__A block of data__.
---

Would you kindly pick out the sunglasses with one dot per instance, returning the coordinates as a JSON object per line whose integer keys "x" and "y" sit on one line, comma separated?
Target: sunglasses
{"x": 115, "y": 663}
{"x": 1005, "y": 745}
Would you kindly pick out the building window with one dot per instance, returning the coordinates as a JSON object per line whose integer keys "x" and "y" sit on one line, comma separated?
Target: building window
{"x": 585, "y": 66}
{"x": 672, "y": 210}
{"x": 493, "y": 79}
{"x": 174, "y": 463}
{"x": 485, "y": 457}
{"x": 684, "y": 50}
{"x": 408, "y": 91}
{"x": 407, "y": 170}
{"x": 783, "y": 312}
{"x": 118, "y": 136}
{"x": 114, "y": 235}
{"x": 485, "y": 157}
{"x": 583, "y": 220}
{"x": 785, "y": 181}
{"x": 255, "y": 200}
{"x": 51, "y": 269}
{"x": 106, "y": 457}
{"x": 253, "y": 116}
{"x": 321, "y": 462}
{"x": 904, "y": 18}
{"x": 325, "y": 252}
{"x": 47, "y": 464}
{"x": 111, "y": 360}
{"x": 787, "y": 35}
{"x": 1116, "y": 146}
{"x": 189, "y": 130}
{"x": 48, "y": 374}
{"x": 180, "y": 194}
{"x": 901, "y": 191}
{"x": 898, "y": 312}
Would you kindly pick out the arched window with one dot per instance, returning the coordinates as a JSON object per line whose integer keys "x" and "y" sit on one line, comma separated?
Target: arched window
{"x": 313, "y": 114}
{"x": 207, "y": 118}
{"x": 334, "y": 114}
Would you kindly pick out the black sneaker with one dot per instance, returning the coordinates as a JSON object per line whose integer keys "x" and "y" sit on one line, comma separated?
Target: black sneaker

---

__YOUR OBJECTIVE__. Return all of the data exactly as it reads.

__ANSWER FOR THIS EXERCISE__.
Would you kindly pick out the sunglasses with one dot per instance, returning the coordinates as a JSON object per line whose integer keys "x" and "y" sit on one line, comma separated?
Target: sunglasses
{"x": 115, "y": 663}
{"x": 1005, "y": 745}
Would you kindly pick out the building window with one dot per instance, returning the coordinates as a JSON object per line whose integer keys "x" and "y" sit on one line, comma separated?
Target: building window
{"x": 585, "y": 66}
{"x": 672, "y": 210}
{"x": 493, "y": 79}
{"x": 174, "y": 463}
{"x": 485, "y": 457}
{"x": 684, "y": 50}
{"x": 408, "y": 91}
{"x": 407, "y": 170}
{"x": 783, "y": 312}
{"x": 118, "y": 136}
{"x": 114, "y": 235}
{"x": 485, "y": 157}
{"x": 583, "y": 220}
{"x": 785, "y": 181}
{"x": 255, "y": 200}
{"x": 51, "y": 269}
{"x": 106, "y": 457}
{"x": 253, "y": 116}
{"x": 321, "y": 462}
{"x": 904, "y": 18}
{"x": 325, "y": 252}
{"x": 47, "y": 464}
{"x": 111, "y": 360}
{"x": 787, "y": 35}
{"x": 1116, "y": 146}
{"x": 189, "y": 130}
{"x": 48, "y": 374}
{"x": 180, "y": 194}
{"x": 901, "y": 191}
{"x": 898, "y": 312}
Would you kindly pick out the arched window with one dot per instance, returning the coordinates as a JSON object per line whose integer keys "x" and "y" sit on one line, comma separated?
Target: arched window
{"x": 313, "y": 114}
{"x": 207, "y": 118}
{"x": 334, "y": 114}
Would you kindly pick out the black sneaker with one dot per instance, returning the coordinates as a JSON object per line whose integer keys "x" and "y" sit on one line, comma separated?
Target: black sneaker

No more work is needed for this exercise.